__Vorliegender Text__.
:::::

Siegen. „Gute Arbeit. Sichere Rente. Soziales Europa.“ Mit diesem Slogan wurden Gewerkschafter am 1. Mai auch in Siegen auf „ihren Tag“ eingestimmt, der diesmal vor allem einen Schwerpunkt auf den dritten Aspekt des Leitsatzes legte.
„Europa darf nicht in Nationalismus zerfallen. Denn wir alle brauchen Europa“, rief Dr. Sabine Graf, stellvertretende Vorsitzende des DGB in NRW, im Ringlokschuppen, der einmal mehr Zielpunkt des Demonstrationszuges war.
Der hatte gegen 9.30 Uhr vor der Arbeitsagentur begonnen. Rund 450 Teilnehmer fanden sich eine gute Stunde später im Lokschuppen ein, um die Rede Grafs zu hören. Sie erinnerte an die Zerschlagung der freien Gewerkschaften vor 80 Jahren durch die Nationalsozialisten und forderte in diesem Zusammenhang Wachsamkeit gegen Rechts in der Gegenwart und ein NPD-Verbot.

:::::

__Aufgabe__. Schreibe aus dem Text über den 1. Mai in Siegen den Abschnitt wortgetreu ab, der mit „Siegen. „Gute Arbeit.“ anfängt und bis einschließlich „des Leitsatzes legte.“ reicht.

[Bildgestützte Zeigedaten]
:::::

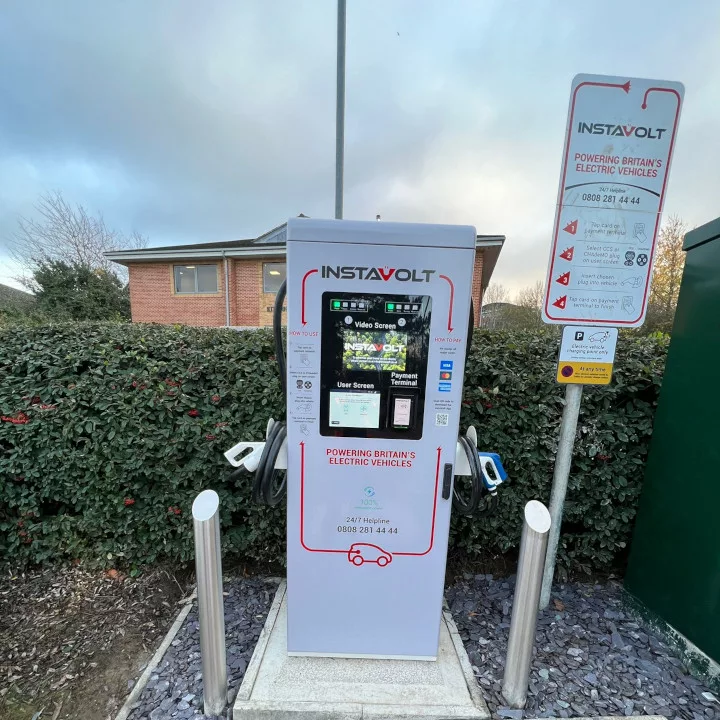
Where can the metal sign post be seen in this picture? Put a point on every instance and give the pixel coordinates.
(618, 147)
(340, 111)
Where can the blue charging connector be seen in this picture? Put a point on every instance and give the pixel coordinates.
(499, 475)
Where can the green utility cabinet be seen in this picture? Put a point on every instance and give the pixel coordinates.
(674, 567)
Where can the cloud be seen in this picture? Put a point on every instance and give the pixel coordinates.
(192, 122)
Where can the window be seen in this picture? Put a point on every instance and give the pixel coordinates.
(195, 279)
(273, 276)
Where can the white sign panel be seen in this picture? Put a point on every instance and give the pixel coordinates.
(618, 146)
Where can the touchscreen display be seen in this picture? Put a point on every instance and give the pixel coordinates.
(352, 409)
(374, 350)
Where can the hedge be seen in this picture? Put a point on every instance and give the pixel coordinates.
(109, 431)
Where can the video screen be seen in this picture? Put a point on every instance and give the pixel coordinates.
(353, 409)
(374, 350)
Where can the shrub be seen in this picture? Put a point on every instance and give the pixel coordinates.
(109, 432)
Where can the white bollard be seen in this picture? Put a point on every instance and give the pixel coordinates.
(533, 546)
(211, 608)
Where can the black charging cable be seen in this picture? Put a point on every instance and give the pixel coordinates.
(270, 483)
(477, 502)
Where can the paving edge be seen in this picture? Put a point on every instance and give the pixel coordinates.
(251, 672)
(469, 674)
(137, 690)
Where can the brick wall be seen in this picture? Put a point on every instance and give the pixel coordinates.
(245, 292)
(153, 298)
(477, 286)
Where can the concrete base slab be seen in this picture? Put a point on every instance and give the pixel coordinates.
(279, 687)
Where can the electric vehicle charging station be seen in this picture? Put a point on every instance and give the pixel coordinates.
(377, 318)
(378, 324)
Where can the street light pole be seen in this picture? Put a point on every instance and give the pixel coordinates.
(340, 112)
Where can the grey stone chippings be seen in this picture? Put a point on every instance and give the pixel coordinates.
(592, 656)
(175, 688)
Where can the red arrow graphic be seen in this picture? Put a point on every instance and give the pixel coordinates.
(625, 86)
(302, 502)
(305, 277)
(452, 298)
(571, 227)
(649, 90)
(432, 530)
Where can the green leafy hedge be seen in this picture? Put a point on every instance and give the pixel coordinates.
(108, 432)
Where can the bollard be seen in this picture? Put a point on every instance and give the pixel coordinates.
(211, 609)
(533, 546)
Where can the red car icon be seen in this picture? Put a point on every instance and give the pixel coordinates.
(360, 553)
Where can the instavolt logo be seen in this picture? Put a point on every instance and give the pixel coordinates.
(353, 272)
(621, 130)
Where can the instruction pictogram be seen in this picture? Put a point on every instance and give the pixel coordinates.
(571, 227)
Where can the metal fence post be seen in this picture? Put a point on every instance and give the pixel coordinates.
(211, 609)
(533, 546)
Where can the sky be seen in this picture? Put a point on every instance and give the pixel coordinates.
(192, 122)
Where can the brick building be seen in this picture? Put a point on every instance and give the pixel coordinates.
(234, 283)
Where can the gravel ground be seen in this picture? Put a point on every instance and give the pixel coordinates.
(69, 637)
(175, 688)
(592, 657)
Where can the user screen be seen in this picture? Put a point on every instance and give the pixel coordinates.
(374, 350)
(354, 409)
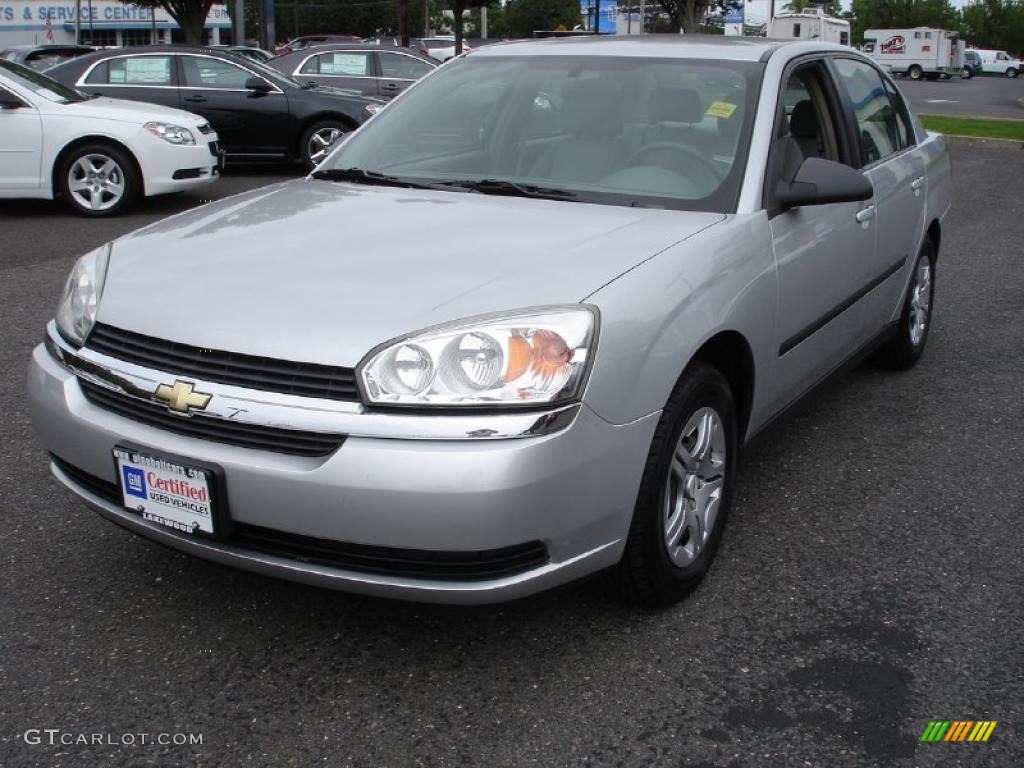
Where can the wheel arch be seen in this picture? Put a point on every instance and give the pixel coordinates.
(68, 148)
(934, 232)
(730, 353)
(318, 118)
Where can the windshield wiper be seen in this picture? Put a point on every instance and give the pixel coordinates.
(514, 188)
(361, 176)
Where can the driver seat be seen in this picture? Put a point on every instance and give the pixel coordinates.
(672, 113)
(591, 115)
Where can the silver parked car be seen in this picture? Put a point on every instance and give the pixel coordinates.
(671, 241)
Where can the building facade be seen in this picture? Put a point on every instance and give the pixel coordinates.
(103, 23)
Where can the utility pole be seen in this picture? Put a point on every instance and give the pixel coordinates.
(238, 23)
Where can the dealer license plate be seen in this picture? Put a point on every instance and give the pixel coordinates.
(166, 492)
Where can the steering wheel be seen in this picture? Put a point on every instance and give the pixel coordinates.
(706, 165)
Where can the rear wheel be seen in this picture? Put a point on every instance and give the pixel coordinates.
(685, 492)
(98, 180)
(318, 139)
(915, 320)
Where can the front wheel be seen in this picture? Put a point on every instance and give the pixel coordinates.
(318, 139)
(915, 320)
(685, 492)
(98, 180)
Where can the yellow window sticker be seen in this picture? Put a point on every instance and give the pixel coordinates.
(721, 110)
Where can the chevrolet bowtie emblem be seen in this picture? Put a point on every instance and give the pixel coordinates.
(182, 398)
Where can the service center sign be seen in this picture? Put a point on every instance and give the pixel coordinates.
(100, 10)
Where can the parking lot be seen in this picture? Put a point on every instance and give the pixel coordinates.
(982, 96)
(869, 581)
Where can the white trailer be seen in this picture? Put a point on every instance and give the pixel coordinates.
(999, 62)
(809, 25)
(919, 52)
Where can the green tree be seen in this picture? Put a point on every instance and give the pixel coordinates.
(523, 16)
(994, 24)
(190, 15)
(687, 15)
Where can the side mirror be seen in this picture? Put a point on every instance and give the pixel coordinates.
(257, 85)
(10, 101)
(821, 181)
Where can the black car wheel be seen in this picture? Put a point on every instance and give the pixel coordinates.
(318, 139)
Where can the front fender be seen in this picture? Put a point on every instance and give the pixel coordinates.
(655, 317)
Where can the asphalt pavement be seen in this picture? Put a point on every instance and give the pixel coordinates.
(983, 96)
(869, 582)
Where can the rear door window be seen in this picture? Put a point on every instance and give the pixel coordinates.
(141, 71)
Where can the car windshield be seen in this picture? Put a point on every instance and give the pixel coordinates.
(269, 74)
(668, 133)
(39, 84)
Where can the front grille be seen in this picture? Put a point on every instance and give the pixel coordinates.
(294, 441)
(494, 563)
(266, 374)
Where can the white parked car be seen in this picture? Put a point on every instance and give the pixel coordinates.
(999, 62)
(440, 47)
(98, 155)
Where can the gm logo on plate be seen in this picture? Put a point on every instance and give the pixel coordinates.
(134, 481)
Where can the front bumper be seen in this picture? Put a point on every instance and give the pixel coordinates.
(572, 489)
(169, 168)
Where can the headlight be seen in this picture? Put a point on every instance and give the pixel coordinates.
(529, 357)
(77, 310)
(173, 133)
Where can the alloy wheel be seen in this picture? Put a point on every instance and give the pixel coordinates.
(694, 485)
(96, 181)
(921, 301)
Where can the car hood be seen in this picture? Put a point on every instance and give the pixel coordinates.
(324, 271)
(129, 112)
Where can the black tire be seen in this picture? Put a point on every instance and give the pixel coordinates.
(646, 573)
(325, 126)
(125, 171)
(902, 351)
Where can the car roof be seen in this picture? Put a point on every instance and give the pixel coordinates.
(655, 46)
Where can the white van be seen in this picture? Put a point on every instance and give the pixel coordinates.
(810, 25)
(919, 52)
(999, 62)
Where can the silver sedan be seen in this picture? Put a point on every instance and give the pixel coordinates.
(606, 265)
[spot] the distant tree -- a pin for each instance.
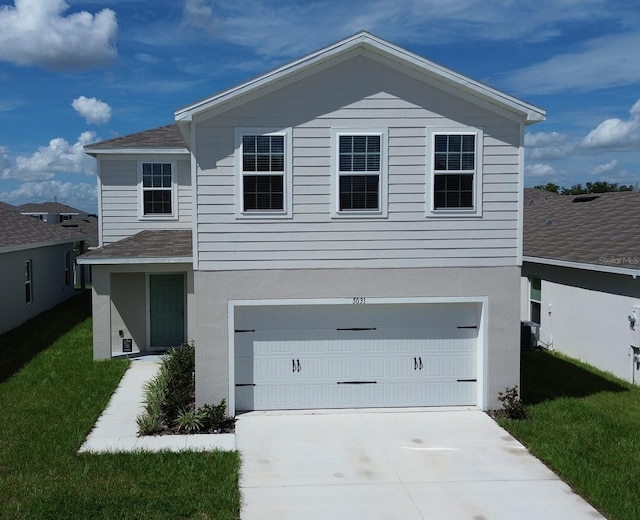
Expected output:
(550, 186)
(576, 189)
(590, 187)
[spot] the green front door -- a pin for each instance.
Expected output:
(166, 309)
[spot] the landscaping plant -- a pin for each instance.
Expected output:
(170, 400)
(50, 401)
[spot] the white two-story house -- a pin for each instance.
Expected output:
(344, 231)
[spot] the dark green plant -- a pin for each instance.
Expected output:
(512, 406)
(189, 421)
(180, 366)
(214, 416)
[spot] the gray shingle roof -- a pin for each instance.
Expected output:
(21, 232)
(150, 244)
(168, 136)
(601, 229)
(86, 225)
(48, 207)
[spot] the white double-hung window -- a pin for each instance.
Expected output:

:::::

__Die Lösung__.
Siegen. „Gute Arbeit. Sichere Rente. Soziales Europa.“ Mit diesem Slogan wurden Gewerkschafter am 1. Mai auch in Siegen auf „ihren Tag“ eingestimmt, der diesmal vor allem einen Schwerpunkt auf den dritten Aspekt des Leitsatzes legte.